Text excerpt:
══════════

Adriana announced that a joint E-BEAM+Collimation meeting will take place in the coming months, in which Daniele should present the status of his studies on the effect of the residual dipolar field on the circulating beam core.

• Daniele commented that the study is quite advanced, but he needs inputs on the expected pulse-to-pulse stability. He mainly cares about the total dipolar kick amplitude stability and distribution.
• Alexander commented that no such a study were performed for BNL, so he has no feeling about the size of such effects.
• Adriana commented that the used modulator technology and by running the gun in saturation (wrt cathode temperature and perveance) the shot-to-shot stability should be extremely good.
• Sergey reported that in some paper at BNL the pulse-to-pulse stability was observed to be better than 0.3% (on modulator voltage, apparently)
• Danila commented that self field inside hollow beam strongly depends on the actual e- beam current and it is non-linear. If one is asking to have a sizable change of beam current from shot to shot, then this should be taken into account.

══════════

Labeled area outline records
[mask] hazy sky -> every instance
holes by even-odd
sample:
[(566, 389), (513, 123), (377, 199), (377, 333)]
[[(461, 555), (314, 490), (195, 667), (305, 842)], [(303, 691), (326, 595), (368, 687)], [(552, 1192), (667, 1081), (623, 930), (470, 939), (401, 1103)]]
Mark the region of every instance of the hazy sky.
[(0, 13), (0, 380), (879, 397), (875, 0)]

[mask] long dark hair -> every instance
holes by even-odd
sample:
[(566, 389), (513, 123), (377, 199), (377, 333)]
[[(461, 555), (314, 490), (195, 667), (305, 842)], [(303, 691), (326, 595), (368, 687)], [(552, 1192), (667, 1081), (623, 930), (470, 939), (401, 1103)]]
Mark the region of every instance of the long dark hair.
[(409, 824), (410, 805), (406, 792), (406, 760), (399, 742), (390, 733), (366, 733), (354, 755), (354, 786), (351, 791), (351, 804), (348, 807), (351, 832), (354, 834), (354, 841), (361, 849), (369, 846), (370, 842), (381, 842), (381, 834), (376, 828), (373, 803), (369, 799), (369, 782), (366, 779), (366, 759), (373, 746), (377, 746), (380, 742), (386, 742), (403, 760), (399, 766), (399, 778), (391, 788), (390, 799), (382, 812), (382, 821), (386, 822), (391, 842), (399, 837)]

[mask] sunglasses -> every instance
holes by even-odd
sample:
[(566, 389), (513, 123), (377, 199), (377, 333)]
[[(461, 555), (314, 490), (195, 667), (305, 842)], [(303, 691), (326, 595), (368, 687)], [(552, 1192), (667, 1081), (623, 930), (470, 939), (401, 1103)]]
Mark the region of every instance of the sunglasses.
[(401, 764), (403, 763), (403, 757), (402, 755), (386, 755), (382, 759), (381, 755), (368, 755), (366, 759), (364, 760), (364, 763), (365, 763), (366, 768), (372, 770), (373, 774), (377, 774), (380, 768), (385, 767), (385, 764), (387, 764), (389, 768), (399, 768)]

══════════

Tasks to perform:
[A] Reproduce the part of the meeting notes from "Adriana announced that" to "stability and distribution." word for word.
[B] Answer these questions using the meeting notes:
(i) Which two aspects of the dipolar kick does Daniele mainly care about?
(ii) How good was the pulse-to-pulse stability observed in a paper at BNL, according to Sergey?
(iii) On what does the self field inside the hollow beam strongly depend, according to Danila?
[C] Summarize the meeting notes in two sentences.

Worked solutions:
[A]
Adriana announced that a joint E-BEAM+Collimation meeting will take place in the coming months, in which Daniele should present the status of his studies on the effect of the residual dipolar field on the circulating beam core.

• Daniele commented that the study is quite advanced, but he needs inputs on the expected pulse-to-pulse stability. He mainly cares about the total dipolar kick amplitude stability and distribution.

[B]
(i) The total dipolar kick amplitude stability and its distribution.
(ii) Better than 0.3%, apparently on the modulator voltage.
(iii) On the actual e- beam current.

[C] Adriana announced a joint E-BEAM+Collimation meeting in which Daniele should present the status of his studies on the effect of the residual dipolar field on the circulating beam core, a fairly advanced study that needs inputs on the expected pulse-to-pulse stability. Alexander said no such study was done for BNL, Adriana expected extremely good shot-to-shot stability, Sergey cited a BNL paper reporting stability better than 0.3%, and Danila noted that the self field inside the hollow beam depends strongly and non-linearly on the actual e- beam current.